**DATA ENTRIES**.

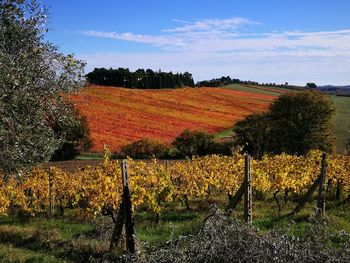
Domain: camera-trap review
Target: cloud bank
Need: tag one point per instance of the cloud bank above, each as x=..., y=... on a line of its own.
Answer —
x=214, y=47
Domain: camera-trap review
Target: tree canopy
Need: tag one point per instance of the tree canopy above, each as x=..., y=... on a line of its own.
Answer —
x=33, y=75
x=295, y=124
x=140, y=79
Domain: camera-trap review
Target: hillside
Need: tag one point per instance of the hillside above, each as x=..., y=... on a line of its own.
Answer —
x=118, y=116
x=342, y=106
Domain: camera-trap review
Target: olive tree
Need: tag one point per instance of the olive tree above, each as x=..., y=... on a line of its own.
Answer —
x=33, y=75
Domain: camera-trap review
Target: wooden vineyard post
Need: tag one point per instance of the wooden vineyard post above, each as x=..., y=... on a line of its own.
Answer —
x=320, y=183
x=248, y=200
x=321, y=204
x=125, y=216
x=50, y=194
x=129, y=218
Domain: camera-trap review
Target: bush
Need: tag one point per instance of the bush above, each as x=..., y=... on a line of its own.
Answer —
x=143, y=149
x=224, y=240
x=295, y=124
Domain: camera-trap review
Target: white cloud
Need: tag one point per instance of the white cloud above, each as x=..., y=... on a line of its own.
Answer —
x=214, y=47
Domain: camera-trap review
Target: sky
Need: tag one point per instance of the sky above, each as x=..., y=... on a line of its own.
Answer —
x=269, y=41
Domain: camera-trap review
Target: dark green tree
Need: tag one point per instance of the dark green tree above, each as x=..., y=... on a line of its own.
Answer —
x=33, y=75
x=295, y=124
x=301, y=122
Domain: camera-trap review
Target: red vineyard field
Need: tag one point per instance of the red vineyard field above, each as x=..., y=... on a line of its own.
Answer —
x=119, y=116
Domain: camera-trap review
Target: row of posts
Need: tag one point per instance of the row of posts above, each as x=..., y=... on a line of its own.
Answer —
x=125, y=215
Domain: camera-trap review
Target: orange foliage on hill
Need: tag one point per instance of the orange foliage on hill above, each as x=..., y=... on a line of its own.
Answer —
x=119, y=116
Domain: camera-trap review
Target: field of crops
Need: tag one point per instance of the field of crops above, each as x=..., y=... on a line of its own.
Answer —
x=156, y=182
x=119, y=116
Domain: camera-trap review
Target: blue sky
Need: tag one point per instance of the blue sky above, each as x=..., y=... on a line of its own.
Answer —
x=267, y=41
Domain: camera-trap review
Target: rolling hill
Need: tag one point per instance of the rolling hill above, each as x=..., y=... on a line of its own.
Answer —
x=118, y=116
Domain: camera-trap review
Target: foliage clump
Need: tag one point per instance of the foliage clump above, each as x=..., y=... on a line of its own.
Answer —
x=33, y=76
x=295, y=124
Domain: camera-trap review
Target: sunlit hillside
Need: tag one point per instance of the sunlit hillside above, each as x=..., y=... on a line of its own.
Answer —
x=118, y=116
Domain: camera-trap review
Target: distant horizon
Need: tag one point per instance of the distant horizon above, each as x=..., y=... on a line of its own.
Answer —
x=264, y=41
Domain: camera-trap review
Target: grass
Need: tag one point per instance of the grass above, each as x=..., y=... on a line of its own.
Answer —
x=342, y=121
x=90, y=156
x=259, y=90
x=68, y=240
x=8, y=253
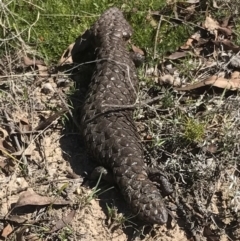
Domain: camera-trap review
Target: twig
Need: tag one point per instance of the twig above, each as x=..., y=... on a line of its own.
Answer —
x=156, y=37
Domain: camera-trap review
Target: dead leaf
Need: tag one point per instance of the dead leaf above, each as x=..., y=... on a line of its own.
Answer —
x=212, y=26
x=6, y=231
x=137, y=50
x=7, y=166
x=169, y=79
x=42, y=70
x=235, y=75
x=64, y=221
x=220, y=82
x=177, y=55
x=29, y=62
x=49, y=120
x=235, y=61
x=30, y=198
x=227, y=45
x=188, y=45
x=66, y=57
x=14, y=218
x=47, y=88
x=225, y=21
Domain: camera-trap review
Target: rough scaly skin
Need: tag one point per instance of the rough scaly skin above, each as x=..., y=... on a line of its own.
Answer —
x=111, y=136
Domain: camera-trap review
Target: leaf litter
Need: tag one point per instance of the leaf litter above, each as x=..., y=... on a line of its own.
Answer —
x=40, y=155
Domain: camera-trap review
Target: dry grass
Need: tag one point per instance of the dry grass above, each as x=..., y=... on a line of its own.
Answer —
x=192, y=136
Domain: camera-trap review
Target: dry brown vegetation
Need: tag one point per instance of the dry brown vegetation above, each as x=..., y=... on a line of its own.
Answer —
x=191, y=131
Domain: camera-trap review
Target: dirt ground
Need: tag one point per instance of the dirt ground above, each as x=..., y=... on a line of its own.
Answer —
x=191, y=132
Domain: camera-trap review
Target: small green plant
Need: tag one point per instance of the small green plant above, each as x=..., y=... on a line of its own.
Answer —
x=116, y=218
x=65, y=233
x=167, y=100
x=194, y=131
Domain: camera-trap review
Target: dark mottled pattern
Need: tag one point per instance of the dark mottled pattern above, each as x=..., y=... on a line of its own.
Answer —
x=111, y=136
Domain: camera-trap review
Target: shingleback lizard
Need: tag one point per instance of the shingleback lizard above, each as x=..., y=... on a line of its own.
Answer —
x=109, y=132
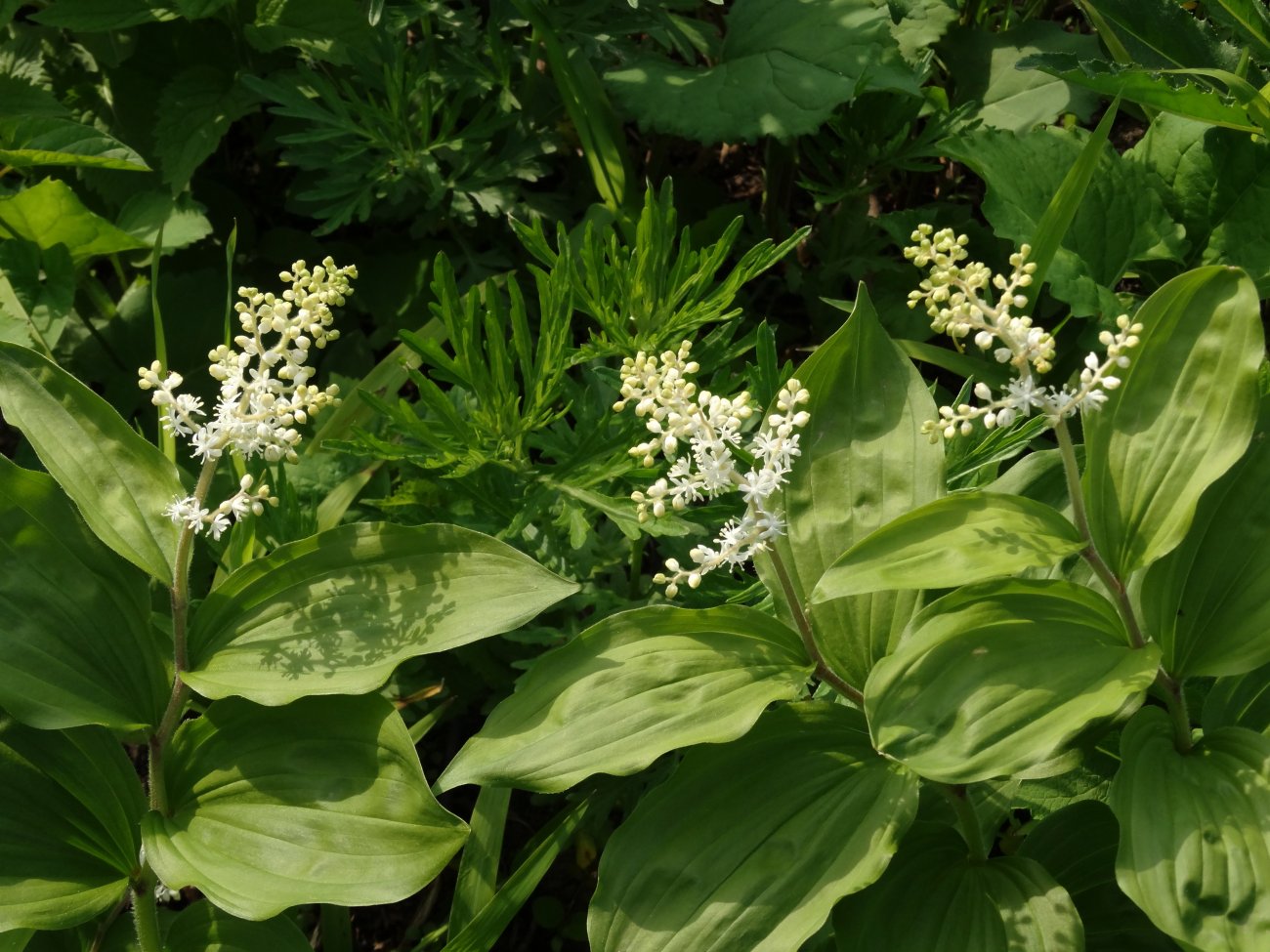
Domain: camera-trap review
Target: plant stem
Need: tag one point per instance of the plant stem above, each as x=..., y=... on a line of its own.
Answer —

**DESCRIPTION OF THE TASK**. Rewrite all of the material above, replacing "camera-trap review" with "field-photo audit" wherever it occurs and leaving everything else unchanged. Omit the pictures from your answer.

**ANSWER TO THIS PROBLEM**.
Domain: field-photo audit
Target: cloud bank
Need: tag one point per instance of the cloud bank above, each as x=..., y=... on a line of its own.
Answer —
x=214, y=47
Domain: field-photo audit
Target: tree canopy
Need: tag one point per instance of the tree canopy above, each as x=..., y=... on a line of its own.
Answer —
x=33, y=75
x=295, y=124
x=140, y=79
Domain: field-photo audit
Target: hillside
Need: tag one point per instance of the hillside above, each as x=..., y=... on a line of its own.
Answer —
x=118, y=116
x=342, y=106
Domain: field-photo audit
Target: olive tree
Need: tag one point per instance of the olive tree above, each as x=..., y=... on a line of its own.
Answer —
x=33, y=75
Domain: field-photo audit
Target: wooden vineyard post
Need: tag one point per instance of the wooden vineyard post above, each as x=..., y=... on a line of its own.
Answer —
x=320, y=183
x=248, y=200
x=321, y=204
x=125, y=216
x=50, y=194
x=129, y=218
Domain: field-photo audit
Target: bush
Need: tag one point per instance of the bush above, each as x=..., y=... on a line of its own.
Answer —
x=143, y=149
x=224, y=240
x=295, y=124
Domain: field-photo audit
Target: white cloud
Need: tag one point per instance of the white cloud above, each as x=..., y=... on a line of its own.
Answer —
x=214, y=47
Domain: field-photo audit
Target: sky
Need: tag one point per instance of the sky above, each as x=..., y=... on a line of its own.
Answer —
x=269, y=41
Domain: field-photo audit
Target: dark green tree
Need: tag one point per instance of the dark green tree above, each as x=..., y=... on a line of its own.
Answer —
x=33, y=75
x=295, y=124
x=301, y=122
Domain: field-photo audit
Target: red vineyard field
Need: tag one point per instance of the red vineyard field above, each as x=..., y=... on a line of its own.
Answer —
x=119, y=116
Domain: field-photo audit
Target: row of posts
Need: tag one point per instance of the row of posts above, each as x=..., y=... on a line of its own.
Answer —
x=125, y=215
Domain: field-photo audit
Target: orange foliage on hill
Need: tag one point per instance of the orange foliage on hill above, each as x=..., y=... on a line of its own.
Answer —
x=119, y=116
Domain: field-photo audit
Target: field of crops
Need: tag one point per instance of the field of crops above, each as x=..., y=... on a line of its own.
Answer —
x=156, y=182
x=119, y=116
Domain: field-photo audit
Target: blue sky
Need: tag one point per instance of the blue sky above, each as x=..., y=... on a line of its own.
Answer —
x=267, y=41
Domain: field-photo audit
Target: rolling hill
Need: tag one point per instance of the rolling hill above, each as x=..., y=... on a line of its own.
Answer —
x=118, y=116
Domain: field-photo audit
Target: foliage clump
Need: tag one point per instance of the foliage clump above, each as x=..., y=... on a line of its own.
Answer —
x=33, y=76
x=295, y=124
Domain: field-photo audit
Target: sunlit hillside
Need: tag one point per instance of the sunlit hillside above, each as x=..., y=... on a line of its own.
Answer —
x=118, y=116
Domain: field-photo audit
Target: distant horizon
Need: tag one point per instance of the distant horizon above, each as x=..., y=... on a line of its own.
Answer —
x=264, y=41
Domain: field-photo audit
Target: grass
Need: tag one point per instance of the grass above, each as x=..., y=... on a line of its own.
Answer —
x=342, y=121
x=90, y=156
x=259, y=90
x=68, y=240
x=8, y=253
Domain: field-photo audit
Target: twig
Need: tag one point per instance of the twig above, each as x=..., y=... on a line of its own.
Answer —
x=156, y=37
Domain: field-photo audit
Target: dead leaf
Need: tag one point per instance of the dead leaf above, each as x=..., y=... on a line of its own.
Answer —
x=212, y=26
x=6, y=231
x=137, y=50
x=7, y=166
x=169, y=79
x=42, y=70
x=235, y=75
x=64, y=221
x=220, y=82
x=177, y=55
x=29, y=62
x=49, y=120
x=235, y=61
x=30, y=198
x=227, y=45
x=188, y=45
x=66, y=57
x=14, y=218
x=47, y=88
x=225, y=21
Domain: field-photo audit
Target: rough scaly skin
Need: tag one point per instance of the rough scaly skin above, each as x=..., y=... on a line of its own.
Answer —
x=111, y=136
Domain: field-photo audit
Target: leaf litter
Need: tag one point per instance of the leaf litter above, each as x=..., y=... on a line of its own.
Answer —
x=40, y=155
Domain: field-photo audit
Target: dry grass
Need: tag one point per instance of the dry grass above, each as x=..., y=... on a line of its own.
Answer —
x=192, y=136
Domain: field-photo audit
Target: dry brown vegetation
Need: tag one point per instance of the dry brown vegetation above, each as x=..., y=... on a line of its own.
Answer —
x=191, y=131
Domain: field-photo audit
Target: dirt ground
Need: tag one point per instance of the dirt ground above, each as x=..., y=... on a line of its own.
Answer —
x=191, y=132
Domain: field-photo audit
Target: small green plant
Need: tag one point per instance of the small green plant above, each as x=..., y=... on a line of its own.
Answer —
x=116, y=218
x=65, y=233
x=167, y=100
x=194, y=131
Domain: field-photo audit
Target: dark mottled pattern
Need: tag one point per instance of the dark mottled pattern above, each as x=..., y=... on a line of its own.
Answer —
x=111, y=136
Domain: field-photo audit
Target: shingleback lizard
Need: tag one point per instance of the shingleback lizard above, each as x=..., y=... on a line of its own.
Answer —
x=109, y=132
Domain: field-photo audit
Target: plant stem
Need: tag one point per instance of the plant stem above, each as x=..., y=... on a line of its own.
Answer —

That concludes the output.